::: Quoted passage
MDL schema reference

This page documents every YAML artifact in a Wren project — wren_project.yml, models, relationships, views, cubes, and instructions.md — with the full field surface for each.

For the conceptual framing of MDL, see What does MDL do for the agent?. For the project lifecycle commands, see Manage project. For the canonical YAML compilation flow, run wren context build after editing.

Project structure

my_project/
├── wren_project.yml               # project metadata
├── models/
│   ├── orders/
│   │   └── metadata.yml           # table_reference mode (physical table)
│   ├── customers/
│   │   └── metadata.yml
│   └── revenue_summary/
│       ├── metadata.yml           # ref_sql mode (SQL-defined model)
│       └── ref_sql.sql            # SQL in separate file (optional)
::::::
— Aim 1 —
List every YAML artifact in a Wren project that the MDL schema reference says it documents.
— Aim 2 —
In the MDL schema reference, what command should be run after editing to follow the canonical YAML compilation flow?
::: Items
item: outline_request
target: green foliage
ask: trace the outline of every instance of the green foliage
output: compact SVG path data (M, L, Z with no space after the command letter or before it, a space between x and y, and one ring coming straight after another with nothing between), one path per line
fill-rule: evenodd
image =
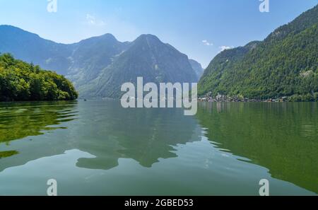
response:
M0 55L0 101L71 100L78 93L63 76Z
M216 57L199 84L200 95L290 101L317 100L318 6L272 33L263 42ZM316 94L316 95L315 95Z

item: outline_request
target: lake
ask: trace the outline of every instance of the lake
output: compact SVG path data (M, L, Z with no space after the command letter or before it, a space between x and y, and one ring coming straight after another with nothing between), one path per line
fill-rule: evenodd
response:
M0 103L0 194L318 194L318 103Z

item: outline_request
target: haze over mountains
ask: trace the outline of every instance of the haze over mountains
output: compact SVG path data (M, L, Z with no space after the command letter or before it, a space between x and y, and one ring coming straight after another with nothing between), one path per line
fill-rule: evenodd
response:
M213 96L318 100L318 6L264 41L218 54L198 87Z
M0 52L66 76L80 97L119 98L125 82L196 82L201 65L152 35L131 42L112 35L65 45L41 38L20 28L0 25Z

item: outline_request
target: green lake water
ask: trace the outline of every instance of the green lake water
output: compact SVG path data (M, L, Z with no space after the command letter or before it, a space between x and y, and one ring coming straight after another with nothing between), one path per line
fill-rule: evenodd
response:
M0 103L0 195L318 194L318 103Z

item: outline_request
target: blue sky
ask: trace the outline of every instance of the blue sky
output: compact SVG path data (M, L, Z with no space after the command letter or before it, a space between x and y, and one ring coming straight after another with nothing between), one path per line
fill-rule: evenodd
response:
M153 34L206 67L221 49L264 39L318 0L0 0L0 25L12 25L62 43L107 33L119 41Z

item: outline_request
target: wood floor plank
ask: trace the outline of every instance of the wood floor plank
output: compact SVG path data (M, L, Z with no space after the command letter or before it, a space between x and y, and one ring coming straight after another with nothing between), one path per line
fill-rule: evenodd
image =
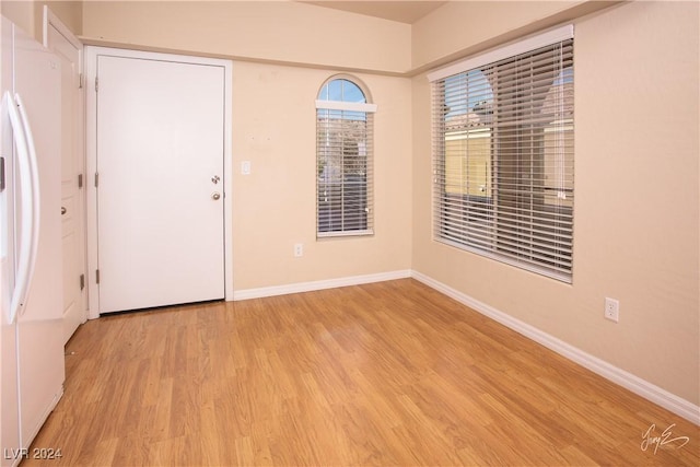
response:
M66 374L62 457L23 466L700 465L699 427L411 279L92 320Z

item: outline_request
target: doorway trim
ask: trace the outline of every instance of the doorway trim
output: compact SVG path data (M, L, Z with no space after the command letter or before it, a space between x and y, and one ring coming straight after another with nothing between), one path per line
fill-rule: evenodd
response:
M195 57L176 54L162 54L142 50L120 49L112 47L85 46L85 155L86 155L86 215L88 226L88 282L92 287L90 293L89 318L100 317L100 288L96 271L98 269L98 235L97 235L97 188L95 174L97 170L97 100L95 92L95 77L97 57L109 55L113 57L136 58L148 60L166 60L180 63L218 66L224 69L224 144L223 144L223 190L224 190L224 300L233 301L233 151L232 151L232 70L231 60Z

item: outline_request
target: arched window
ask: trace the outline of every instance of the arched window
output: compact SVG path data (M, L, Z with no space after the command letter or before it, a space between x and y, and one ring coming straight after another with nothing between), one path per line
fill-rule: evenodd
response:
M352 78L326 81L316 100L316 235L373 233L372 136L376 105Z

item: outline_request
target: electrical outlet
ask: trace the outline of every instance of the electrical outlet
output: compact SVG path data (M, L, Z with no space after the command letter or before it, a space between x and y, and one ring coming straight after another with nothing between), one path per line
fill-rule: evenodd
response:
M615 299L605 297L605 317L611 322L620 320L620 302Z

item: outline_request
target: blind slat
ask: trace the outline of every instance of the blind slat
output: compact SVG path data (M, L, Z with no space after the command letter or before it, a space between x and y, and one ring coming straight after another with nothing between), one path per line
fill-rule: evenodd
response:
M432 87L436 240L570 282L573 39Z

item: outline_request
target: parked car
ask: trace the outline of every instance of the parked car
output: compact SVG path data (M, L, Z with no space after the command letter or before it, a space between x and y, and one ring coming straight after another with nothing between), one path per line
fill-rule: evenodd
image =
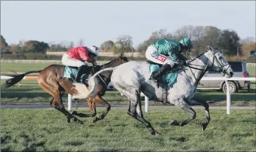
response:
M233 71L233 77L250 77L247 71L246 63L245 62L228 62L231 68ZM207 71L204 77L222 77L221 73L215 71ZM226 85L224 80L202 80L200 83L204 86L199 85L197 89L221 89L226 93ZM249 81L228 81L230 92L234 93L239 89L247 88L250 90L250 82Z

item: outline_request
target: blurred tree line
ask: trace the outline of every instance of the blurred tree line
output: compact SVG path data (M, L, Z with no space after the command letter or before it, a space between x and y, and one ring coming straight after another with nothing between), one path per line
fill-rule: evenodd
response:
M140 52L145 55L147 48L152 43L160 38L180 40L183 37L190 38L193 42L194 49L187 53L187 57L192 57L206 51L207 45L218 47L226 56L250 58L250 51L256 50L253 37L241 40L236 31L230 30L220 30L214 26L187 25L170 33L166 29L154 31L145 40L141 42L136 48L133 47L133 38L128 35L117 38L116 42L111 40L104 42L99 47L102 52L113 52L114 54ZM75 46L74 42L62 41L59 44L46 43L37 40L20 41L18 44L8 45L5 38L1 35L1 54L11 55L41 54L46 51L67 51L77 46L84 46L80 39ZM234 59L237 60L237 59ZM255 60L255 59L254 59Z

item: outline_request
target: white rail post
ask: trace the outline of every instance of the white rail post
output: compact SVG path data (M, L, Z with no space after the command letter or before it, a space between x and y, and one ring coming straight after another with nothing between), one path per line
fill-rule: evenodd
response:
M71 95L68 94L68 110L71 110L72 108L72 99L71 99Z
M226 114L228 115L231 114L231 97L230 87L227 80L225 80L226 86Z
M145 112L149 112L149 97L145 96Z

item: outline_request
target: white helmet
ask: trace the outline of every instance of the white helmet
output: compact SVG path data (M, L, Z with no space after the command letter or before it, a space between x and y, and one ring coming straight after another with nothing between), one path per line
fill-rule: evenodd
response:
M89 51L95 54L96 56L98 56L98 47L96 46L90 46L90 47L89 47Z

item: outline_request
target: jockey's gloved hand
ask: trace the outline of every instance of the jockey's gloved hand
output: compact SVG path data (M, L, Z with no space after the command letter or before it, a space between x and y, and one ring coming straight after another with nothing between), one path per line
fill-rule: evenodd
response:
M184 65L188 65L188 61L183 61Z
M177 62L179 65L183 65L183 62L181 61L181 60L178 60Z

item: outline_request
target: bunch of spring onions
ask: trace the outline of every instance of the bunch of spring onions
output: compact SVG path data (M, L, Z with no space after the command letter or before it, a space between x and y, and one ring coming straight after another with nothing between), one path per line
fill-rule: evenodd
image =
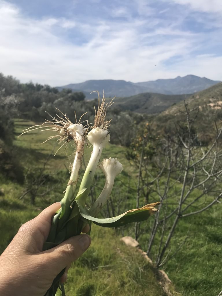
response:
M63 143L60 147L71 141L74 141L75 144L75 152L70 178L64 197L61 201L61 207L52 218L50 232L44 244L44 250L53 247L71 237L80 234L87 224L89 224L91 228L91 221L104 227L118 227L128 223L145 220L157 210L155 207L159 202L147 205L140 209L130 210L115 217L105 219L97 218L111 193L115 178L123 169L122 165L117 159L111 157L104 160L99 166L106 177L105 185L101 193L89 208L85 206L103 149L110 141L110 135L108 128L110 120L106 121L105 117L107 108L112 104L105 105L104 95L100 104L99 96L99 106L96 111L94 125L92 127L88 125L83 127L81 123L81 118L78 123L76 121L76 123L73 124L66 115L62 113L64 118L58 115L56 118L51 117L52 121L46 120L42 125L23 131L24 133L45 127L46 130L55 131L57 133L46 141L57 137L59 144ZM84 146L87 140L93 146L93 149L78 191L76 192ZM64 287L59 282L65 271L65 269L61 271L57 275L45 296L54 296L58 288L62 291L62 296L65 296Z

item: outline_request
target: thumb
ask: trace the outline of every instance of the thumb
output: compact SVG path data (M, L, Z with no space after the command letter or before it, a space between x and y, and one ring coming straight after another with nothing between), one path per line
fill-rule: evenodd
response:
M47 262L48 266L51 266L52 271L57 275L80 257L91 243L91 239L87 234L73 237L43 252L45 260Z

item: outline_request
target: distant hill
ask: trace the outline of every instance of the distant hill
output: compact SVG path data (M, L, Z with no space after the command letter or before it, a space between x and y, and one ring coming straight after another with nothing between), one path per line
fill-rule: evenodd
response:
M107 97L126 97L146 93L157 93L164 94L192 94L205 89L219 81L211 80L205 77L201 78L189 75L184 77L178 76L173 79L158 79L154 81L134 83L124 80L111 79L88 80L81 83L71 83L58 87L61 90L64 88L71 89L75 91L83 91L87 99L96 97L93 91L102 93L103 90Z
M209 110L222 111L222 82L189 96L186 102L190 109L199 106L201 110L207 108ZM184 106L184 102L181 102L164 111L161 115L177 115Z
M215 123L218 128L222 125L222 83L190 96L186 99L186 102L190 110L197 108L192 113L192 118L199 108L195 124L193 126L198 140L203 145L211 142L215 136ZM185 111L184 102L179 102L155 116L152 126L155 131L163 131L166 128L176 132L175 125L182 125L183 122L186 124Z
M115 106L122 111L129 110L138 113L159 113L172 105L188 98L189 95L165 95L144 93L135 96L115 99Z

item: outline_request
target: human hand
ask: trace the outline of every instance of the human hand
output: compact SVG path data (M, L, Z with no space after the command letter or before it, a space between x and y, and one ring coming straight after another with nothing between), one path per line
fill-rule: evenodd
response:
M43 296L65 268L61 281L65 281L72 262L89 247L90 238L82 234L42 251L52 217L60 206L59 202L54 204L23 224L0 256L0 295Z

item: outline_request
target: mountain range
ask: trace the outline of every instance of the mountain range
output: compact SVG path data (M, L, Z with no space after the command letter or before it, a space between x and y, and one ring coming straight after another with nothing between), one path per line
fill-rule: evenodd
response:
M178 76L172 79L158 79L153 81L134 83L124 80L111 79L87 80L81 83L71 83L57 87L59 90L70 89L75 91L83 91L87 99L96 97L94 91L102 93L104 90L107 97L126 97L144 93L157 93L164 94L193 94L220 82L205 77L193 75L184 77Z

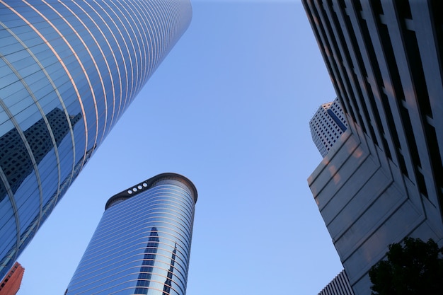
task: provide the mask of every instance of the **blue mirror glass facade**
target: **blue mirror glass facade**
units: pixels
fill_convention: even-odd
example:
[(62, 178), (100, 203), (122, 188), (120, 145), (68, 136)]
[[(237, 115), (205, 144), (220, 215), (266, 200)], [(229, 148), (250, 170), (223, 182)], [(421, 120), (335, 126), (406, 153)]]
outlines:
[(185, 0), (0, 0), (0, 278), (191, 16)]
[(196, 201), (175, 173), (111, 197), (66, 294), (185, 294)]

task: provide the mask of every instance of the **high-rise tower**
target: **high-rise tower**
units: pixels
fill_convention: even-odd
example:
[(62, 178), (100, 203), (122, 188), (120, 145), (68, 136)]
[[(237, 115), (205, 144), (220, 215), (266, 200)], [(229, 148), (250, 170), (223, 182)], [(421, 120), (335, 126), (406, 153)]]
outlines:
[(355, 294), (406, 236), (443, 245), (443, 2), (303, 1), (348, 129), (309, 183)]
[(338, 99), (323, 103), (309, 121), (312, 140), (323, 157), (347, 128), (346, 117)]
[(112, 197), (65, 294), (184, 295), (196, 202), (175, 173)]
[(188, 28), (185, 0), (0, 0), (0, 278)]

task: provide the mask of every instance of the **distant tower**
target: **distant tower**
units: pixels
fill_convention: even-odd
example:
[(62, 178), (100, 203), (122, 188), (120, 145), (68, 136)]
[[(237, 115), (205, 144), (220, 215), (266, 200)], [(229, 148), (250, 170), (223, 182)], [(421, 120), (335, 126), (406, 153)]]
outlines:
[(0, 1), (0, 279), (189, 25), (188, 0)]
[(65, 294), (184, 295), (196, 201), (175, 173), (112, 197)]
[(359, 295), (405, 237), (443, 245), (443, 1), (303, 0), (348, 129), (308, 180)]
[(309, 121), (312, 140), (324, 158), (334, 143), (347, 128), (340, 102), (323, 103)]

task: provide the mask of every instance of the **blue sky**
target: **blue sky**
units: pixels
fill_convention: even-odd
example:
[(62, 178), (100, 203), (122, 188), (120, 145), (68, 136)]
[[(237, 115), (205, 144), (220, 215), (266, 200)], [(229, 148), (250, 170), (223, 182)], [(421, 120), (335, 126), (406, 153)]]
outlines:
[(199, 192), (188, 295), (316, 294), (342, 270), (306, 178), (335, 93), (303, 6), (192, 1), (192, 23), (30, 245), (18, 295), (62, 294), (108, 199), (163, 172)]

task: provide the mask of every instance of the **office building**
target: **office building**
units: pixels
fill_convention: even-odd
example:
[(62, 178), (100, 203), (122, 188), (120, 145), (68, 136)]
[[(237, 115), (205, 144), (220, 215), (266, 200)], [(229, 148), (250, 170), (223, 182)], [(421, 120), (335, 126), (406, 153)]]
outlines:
::::::
— Correct result 1 —
wren_project.yml, models, relationships, views, cubes, instructions.md

— Correct result 2 —
wren context build